Objective
In the records below, starting at the line that contains "mouth in the photo above." and ending at the line that contains "pixel 212 141", shift every coordinate in the answers by adding 121 to it. Reproduce those lines alone, with the requests and all other text unchanged.

Data rows
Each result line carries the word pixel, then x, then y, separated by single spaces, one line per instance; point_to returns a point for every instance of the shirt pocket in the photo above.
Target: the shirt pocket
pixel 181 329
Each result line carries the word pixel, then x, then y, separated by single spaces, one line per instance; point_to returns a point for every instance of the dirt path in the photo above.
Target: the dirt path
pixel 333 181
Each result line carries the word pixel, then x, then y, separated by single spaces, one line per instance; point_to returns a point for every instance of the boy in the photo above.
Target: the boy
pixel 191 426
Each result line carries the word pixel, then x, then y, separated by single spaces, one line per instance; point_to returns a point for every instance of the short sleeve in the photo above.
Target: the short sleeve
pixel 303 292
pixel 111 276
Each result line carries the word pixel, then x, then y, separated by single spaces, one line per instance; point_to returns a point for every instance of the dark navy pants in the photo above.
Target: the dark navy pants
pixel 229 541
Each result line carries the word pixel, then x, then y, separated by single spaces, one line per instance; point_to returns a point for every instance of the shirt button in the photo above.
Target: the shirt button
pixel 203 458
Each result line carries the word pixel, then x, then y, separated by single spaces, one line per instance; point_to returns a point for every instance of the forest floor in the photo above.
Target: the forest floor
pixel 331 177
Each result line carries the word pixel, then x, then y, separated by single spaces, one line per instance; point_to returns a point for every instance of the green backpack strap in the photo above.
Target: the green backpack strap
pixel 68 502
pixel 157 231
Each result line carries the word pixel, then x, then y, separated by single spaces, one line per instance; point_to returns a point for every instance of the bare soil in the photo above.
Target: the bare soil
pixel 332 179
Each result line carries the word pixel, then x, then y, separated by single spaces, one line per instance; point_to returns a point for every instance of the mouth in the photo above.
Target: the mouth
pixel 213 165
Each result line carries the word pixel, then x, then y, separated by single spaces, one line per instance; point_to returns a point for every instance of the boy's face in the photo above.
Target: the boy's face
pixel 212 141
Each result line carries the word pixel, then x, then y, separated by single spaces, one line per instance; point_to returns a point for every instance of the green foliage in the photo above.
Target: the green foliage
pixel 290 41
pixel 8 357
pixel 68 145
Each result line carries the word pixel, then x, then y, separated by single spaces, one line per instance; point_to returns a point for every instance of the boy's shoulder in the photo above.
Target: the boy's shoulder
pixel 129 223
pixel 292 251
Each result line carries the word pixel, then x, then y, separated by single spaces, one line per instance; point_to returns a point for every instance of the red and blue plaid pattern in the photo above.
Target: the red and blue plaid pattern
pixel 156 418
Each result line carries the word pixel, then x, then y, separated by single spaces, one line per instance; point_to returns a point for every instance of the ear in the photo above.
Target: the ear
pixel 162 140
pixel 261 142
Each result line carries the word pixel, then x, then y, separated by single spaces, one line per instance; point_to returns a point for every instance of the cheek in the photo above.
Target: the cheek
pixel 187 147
---
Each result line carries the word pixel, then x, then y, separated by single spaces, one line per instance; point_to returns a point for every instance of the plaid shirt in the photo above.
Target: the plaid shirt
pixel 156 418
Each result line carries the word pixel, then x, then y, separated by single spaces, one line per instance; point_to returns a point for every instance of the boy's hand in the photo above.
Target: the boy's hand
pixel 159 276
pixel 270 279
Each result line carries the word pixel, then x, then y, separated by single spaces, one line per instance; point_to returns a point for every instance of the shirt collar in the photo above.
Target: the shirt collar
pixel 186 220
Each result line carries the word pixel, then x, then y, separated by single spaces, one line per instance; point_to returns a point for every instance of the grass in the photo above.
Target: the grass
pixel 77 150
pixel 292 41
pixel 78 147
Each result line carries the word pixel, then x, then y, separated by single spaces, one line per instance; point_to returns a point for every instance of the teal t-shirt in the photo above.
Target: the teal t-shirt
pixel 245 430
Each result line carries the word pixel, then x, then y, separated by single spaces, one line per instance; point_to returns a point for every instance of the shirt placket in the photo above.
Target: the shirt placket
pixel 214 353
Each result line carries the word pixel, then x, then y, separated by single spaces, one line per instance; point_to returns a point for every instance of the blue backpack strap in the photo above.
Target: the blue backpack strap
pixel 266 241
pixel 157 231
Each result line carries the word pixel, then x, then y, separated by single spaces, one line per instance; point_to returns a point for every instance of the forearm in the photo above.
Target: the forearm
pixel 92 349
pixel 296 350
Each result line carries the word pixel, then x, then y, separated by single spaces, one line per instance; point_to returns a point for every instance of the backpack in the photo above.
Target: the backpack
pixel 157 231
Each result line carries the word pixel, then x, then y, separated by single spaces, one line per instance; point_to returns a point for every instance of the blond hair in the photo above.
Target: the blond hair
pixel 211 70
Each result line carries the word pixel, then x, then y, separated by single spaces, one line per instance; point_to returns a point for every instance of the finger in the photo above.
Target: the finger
* * *
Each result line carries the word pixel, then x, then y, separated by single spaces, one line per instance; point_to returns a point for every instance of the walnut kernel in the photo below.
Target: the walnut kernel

Exercise response
Each result line carries the word pixel, then x, then y, separated by single spaces, one line per instance; point_to returns a point for every instance of the mouth in the photo above.
Target: the mouth
pixel 334 286
Each result line carries the word pixel, then x, then y, separated by single spaces, one line per instance; point_to returns a point for every instance of the boy's face in the photo above.
Target: the boy's face
pixel 333 262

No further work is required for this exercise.